======== EXTRACTED TEXT

Description
These crispy fried meatballs are traditionally made by grinding up the leftover trimmings from a butcher shop, and while our version won’t have the same diversity of meats, at least we’ll know for sure what’s in it. At Fern Bar in Sebastopol, where I stole the idea, they’ll switch up the ingredients depending on what’s around, as well as change the sauce underneath. Garnish these nuggets with pickled vegetables and olives.

================

WORK REQUIRED
How are these meatballs traditionally made, according to the recipe description?

======== LISTED ENTRIES

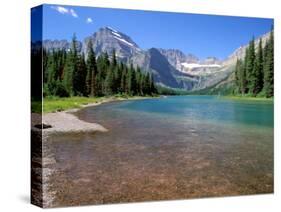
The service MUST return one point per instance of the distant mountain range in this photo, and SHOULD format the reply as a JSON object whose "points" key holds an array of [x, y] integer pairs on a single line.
{"points": [[170, 67]]}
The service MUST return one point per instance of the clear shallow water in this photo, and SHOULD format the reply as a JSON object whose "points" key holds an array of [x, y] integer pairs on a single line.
{"points": [[166, 148]]}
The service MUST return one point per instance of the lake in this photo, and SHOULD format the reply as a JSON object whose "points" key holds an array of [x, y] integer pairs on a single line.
{"points": [[165, 148]]}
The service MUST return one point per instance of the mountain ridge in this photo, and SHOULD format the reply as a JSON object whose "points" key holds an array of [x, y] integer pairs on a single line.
{"points": [[170, 67]]}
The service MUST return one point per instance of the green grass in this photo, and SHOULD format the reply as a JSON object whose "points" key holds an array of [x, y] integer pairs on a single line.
{"points": [[54, 104]]}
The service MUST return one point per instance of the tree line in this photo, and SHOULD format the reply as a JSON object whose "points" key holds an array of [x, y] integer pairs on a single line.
{"points": [[254, 74], [70, 73]]}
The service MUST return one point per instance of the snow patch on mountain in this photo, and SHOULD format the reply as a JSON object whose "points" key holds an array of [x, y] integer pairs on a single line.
{"points": [[113, 30], [197, 65], [124, 41], [116, 34]]}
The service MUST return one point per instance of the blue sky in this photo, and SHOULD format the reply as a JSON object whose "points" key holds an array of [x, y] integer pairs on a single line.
{"points": [[201, 35]]}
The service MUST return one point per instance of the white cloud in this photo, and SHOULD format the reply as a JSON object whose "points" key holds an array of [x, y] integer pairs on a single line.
{"points": [[73, 13], [64, 10], [89, 20]]}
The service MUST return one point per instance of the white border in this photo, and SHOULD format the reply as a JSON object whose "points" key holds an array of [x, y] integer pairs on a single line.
{"points": [[14, 111]]}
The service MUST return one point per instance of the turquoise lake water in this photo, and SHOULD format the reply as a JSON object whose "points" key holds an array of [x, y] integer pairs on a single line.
{"points": [[167, 148]]}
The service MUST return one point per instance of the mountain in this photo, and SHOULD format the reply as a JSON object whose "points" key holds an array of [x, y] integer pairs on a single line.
{"points": [[170, 67]]}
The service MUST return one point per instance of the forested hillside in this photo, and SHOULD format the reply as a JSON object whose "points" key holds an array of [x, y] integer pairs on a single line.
{"points": [[254, 74], [70, 73]]}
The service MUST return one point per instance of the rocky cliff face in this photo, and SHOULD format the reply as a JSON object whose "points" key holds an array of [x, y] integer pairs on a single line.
{"points": [[170, 67]]}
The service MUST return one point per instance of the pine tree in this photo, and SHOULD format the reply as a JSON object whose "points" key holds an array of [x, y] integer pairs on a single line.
{"points": [[91, 70], [71, 67], [269, 67], [250, 66]]}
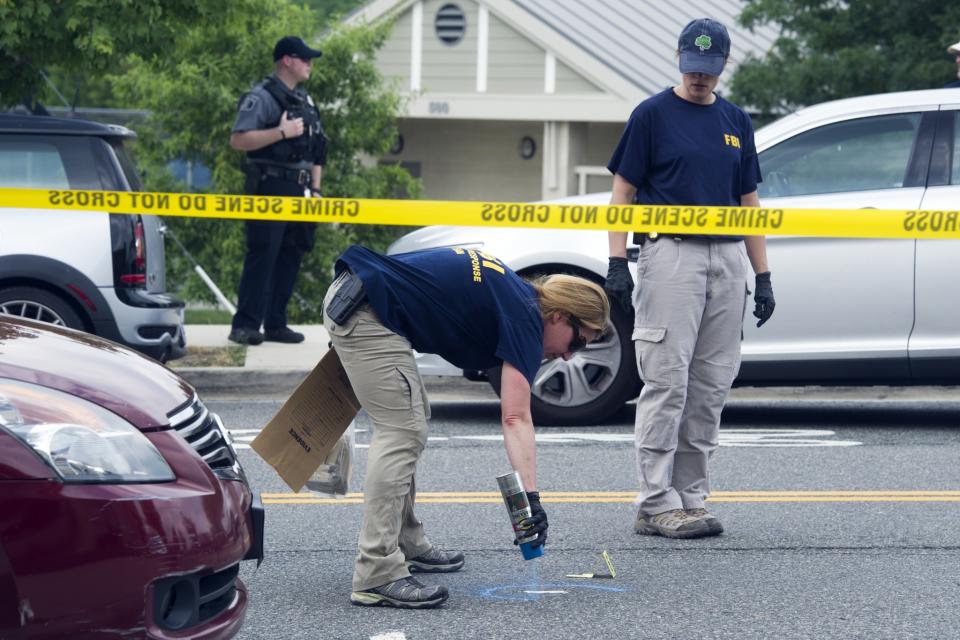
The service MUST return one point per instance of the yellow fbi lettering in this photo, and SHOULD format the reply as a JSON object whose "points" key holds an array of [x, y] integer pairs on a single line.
{"points": [[731, 140], [932, 221]]}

================

EXERCISE ANSWER
By grinding up the leftover trimmings from a butcher shop.